*** Begin section ***

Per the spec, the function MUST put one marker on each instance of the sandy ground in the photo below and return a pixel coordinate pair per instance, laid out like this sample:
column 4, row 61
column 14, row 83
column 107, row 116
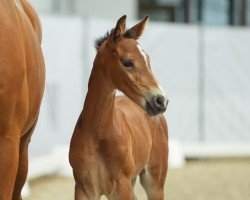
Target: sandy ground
column 198, row 180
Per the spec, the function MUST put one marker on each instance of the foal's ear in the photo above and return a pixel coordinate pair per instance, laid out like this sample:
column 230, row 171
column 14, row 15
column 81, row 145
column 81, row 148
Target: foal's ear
column 137, row 30
column 120, row 29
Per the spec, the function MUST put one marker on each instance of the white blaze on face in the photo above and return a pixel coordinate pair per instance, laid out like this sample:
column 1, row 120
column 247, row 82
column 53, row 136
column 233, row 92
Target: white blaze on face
column 143, row 54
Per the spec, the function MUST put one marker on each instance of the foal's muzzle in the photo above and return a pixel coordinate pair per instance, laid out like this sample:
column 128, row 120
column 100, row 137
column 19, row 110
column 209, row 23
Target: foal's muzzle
column 156, row 105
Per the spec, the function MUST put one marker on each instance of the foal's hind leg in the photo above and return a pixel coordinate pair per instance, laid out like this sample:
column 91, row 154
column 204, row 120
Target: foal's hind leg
column 23, row 164
column 154, row 174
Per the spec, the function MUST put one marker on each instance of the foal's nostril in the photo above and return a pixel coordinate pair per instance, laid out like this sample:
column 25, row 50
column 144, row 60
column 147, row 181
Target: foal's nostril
column 160, row 102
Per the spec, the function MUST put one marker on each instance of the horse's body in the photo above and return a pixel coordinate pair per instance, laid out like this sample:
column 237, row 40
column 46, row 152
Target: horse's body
column 22, row 75
column 114, row 139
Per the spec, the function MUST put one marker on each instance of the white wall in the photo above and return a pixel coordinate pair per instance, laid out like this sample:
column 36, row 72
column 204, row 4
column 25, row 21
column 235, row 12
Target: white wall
column 89, row 8
column 68, row 45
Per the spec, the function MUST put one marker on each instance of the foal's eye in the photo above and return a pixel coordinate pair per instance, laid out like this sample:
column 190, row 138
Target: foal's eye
column 127, row 63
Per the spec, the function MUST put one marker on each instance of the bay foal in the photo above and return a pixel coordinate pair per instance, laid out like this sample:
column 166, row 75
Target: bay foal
column 21, row 89
column 118, row 138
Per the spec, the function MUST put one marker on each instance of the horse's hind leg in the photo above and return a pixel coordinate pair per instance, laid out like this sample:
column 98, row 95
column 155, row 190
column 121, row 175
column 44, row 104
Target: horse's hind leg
column 8, row 162
column 153, row 186
column 23, row 164
column 133, row 188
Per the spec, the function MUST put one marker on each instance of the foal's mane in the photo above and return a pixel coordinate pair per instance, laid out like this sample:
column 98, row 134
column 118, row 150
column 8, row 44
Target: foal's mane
column 99, row 41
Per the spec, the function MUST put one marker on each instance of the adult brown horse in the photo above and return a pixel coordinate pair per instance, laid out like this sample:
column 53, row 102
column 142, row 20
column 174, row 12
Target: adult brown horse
column 118, row 138
column 22, row 75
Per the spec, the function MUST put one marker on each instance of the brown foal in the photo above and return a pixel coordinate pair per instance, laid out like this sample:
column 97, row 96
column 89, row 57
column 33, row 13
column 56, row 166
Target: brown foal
column 118, row 138
column 22, row 75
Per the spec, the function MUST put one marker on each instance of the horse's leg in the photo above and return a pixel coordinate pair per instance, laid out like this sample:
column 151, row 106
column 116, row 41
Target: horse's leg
column 85, row 191
column 23, row 163
column 9, row 152
column 123, row 190
column 133, row 187
column 154, row 175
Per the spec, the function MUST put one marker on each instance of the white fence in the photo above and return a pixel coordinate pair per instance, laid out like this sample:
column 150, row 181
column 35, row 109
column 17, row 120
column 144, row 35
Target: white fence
column 68, row 45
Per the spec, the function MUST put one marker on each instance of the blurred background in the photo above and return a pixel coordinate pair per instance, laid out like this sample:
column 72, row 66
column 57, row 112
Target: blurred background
column 199, row 51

*** End section ***

* **Assignment**
Extract from the records above the lines from the one containing "column 81, row 145" to the one containing "column 233, row 92", both lines included, exactly as they appear and with nothing else.

* **Answer to this problem**
column 81, row 145
column 81, row 148
Target: foal's ear
column 137, row 30
column 120, row 29
Per the spec, the function MUST put one marker on each instance of the white blaze on face in the photo above and return a pixel coordinate pair per instance, laid out like this sample:
column 1, row 120
column 247, row 82
column 53, row 136
column 233, row 92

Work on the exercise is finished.